▶ _TASK STATEMENT_: Count the lines of the records that contain the word "leaf" and reply with only that number.

▶ _SUPPLIED ENTRIES_:
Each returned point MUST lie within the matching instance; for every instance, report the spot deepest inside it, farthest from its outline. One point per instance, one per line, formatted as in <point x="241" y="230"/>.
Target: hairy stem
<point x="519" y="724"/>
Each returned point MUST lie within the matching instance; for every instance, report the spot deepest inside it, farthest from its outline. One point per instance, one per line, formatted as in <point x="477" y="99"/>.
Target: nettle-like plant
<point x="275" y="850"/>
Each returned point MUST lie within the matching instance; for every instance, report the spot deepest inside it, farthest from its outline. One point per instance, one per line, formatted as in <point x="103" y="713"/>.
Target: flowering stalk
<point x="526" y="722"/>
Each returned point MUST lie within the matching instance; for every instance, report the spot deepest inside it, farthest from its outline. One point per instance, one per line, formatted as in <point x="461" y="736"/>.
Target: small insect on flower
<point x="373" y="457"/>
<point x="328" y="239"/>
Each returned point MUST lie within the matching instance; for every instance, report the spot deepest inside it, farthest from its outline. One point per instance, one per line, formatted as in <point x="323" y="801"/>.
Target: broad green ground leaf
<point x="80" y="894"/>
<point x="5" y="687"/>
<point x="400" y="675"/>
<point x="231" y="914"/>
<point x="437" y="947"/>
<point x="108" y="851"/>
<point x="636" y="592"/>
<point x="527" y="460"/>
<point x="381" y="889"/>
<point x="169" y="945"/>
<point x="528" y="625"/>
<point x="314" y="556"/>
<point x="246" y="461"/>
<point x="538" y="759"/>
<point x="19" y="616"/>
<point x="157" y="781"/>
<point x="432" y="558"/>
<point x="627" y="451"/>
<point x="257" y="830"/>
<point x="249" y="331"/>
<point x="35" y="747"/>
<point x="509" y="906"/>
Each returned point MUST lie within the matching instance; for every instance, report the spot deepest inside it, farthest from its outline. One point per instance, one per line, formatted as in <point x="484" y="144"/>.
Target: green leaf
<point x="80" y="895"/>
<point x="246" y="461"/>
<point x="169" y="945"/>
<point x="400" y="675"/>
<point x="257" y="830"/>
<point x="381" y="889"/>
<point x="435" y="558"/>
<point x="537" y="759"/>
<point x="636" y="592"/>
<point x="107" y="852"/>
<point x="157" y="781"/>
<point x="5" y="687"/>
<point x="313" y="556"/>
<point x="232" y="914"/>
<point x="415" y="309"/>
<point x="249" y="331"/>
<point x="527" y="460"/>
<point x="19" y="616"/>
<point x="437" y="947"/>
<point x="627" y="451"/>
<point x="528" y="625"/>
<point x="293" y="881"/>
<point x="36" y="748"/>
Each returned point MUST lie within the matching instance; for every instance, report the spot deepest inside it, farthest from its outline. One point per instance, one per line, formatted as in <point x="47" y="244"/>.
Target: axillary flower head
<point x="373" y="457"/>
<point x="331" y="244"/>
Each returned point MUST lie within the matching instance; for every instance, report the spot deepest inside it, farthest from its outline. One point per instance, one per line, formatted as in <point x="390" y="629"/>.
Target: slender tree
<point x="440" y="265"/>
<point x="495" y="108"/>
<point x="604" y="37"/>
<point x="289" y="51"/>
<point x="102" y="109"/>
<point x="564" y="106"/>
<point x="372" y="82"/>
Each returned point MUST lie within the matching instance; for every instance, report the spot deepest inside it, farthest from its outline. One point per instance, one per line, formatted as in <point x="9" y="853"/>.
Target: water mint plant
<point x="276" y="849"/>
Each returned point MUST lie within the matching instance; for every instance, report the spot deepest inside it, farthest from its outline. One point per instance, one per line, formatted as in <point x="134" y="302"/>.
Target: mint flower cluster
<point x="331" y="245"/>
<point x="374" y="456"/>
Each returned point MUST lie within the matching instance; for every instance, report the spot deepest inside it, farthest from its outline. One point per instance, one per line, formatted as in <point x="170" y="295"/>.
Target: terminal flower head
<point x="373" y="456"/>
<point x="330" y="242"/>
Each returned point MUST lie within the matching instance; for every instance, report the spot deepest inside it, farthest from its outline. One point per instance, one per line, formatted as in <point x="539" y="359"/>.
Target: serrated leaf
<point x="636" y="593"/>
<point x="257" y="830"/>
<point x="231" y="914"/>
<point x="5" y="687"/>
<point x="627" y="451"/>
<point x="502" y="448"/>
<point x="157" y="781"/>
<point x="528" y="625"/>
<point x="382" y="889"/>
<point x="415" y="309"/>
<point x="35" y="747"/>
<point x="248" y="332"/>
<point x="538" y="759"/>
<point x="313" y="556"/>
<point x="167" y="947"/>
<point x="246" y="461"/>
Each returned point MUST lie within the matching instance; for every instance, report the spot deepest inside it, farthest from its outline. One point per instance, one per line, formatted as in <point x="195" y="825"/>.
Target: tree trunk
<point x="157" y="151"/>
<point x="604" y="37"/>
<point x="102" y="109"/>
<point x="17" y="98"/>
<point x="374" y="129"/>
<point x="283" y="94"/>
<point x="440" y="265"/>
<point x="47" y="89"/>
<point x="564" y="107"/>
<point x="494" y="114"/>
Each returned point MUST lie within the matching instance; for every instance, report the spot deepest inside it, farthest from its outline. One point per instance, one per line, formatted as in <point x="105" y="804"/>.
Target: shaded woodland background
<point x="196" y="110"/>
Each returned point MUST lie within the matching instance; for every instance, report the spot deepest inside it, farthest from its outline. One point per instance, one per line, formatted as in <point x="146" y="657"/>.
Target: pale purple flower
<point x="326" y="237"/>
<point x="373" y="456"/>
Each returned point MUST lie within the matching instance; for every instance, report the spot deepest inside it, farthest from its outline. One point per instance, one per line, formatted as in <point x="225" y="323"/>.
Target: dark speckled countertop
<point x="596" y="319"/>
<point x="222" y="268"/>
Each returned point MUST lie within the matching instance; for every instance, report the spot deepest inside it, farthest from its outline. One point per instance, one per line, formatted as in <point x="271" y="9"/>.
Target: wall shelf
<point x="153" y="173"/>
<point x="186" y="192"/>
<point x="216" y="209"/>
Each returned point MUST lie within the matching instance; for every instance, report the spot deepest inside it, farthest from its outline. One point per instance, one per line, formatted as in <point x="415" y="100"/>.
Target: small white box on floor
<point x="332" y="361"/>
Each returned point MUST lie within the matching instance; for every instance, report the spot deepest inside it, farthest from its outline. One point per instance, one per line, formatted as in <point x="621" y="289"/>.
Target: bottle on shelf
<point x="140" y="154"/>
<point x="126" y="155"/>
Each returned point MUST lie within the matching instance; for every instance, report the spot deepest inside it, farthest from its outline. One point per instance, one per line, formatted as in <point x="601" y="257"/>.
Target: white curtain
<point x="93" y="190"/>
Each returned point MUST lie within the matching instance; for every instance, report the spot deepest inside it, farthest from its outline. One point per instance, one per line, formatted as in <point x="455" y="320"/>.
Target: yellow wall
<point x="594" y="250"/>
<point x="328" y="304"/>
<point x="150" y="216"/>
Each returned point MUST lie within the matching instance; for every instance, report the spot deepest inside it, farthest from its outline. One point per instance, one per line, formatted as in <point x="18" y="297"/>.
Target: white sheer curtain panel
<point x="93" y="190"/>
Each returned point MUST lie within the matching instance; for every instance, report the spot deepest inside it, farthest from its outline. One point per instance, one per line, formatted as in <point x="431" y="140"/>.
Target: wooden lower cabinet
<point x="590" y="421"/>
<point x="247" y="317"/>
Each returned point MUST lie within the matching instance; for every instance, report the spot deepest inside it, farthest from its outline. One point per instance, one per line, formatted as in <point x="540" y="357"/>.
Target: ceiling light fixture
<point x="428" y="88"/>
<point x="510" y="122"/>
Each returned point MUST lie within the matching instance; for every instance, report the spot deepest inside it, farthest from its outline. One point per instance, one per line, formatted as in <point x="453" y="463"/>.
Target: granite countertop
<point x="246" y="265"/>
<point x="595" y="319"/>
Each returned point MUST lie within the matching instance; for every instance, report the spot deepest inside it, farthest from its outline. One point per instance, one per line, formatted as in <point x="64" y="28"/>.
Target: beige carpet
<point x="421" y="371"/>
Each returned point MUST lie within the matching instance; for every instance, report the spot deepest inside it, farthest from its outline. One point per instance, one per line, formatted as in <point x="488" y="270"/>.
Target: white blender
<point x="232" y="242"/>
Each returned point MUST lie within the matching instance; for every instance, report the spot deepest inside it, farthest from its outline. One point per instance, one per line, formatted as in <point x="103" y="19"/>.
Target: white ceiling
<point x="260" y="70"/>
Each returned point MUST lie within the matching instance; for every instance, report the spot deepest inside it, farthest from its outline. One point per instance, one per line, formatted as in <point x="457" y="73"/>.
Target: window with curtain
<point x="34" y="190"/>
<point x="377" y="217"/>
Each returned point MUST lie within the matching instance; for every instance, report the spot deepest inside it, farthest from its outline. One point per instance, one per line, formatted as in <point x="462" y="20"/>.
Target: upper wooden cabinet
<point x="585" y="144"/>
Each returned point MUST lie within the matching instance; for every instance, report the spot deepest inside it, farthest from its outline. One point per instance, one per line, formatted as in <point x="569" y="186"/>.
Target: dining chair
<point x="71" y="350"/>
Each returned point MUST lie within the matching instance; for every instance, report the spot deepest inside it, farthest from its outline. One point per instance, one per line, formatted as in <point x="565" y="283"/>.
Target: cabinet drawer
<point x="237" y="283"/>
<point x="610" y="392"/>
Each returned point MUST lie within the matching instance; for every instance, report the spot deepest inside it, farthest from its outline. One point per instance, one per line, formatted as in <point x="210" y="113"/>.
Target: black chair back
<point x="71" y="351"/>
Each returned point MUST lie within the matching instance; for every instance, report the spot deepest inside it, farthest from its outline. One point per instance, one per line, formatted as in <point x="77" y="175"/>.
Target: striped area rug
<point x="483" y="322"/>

▶ _SOLUTION_: 3